__REQUIRED TASK__.
In the material from the line with "Target: white cloud" up to and including the line with "[11,268,269,365]", swap "grassy field" for "green meadow". Return only those lines, leaving everything else in them unchanged.

Lines of data

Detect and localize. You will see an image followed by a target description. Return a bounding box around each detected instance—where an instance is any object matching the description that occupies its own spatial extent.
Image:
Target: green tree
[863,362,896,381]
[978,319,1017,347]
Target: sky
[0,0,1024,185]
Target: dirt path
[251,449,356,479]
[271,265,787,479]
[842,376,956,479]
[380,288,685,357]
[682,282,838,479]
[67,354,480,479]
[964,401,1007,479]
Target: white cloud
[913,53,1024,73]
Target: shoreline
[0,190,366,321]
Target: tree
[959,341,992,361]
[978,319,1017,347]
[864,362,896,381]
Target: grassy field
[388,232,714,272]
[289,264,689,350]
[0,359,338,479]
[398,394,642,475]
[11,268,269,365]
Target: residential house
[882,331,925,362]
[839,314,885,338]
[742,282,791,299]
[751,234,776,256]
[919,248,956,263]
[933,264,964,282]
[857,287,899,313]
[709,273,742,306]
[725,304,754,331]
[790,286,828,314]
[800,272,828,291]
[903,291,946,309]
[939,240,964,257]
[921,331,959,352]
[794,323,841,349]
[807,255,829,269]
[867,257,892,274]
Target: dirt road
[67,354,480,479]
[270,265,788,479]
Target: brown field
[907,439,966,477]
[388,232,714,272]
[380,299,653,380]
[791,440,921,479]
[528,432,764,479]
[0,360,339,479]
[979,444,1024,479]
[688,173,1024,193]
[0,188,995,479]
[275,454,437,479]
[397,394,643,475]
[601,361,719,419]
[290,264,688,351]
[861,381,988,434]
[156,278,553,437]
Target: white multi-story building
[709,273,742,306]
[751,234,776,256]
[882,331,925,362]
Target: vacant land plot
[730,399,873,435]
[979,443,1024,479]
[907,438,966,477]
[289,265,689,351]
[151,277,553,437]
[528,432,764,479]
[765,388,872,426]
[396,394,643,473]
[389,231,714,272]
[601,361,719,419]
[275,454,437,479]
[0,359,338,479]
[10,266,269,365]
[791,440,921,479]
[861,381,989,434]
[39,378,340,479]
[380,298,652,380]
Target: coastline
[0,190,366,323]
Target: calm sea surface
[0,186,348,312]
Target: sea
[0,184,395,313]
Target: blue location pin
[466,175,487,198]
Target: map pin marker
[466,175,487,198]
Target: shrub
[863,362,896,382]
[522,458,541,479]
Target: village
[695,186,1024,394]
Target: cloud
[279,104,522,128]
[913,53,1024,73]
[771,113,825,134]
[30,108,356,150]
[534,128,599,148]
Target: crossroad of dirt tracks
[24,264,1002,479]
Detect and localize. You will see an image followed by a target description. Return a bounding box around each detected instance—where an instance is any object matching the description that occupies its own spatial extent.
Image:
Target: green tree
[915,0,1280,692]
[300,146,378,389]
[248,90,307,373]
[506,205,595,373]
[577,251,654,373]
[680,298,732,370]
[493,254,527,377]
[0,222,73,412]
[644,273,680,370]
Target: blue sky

__FULL SOLUTION__.
Target: white cloud
[913,53,1024,73]
Target: shoreline
[0,190,366,321]
Target: tree
[959,341,992,361]
[978,319,1017,347]
[864,362,896,381]
Target: green meadow
[388,232,714,272]
[289,264,689,350]
[0,359,338,479]
[398,394,642,475]
[11,268,269,365]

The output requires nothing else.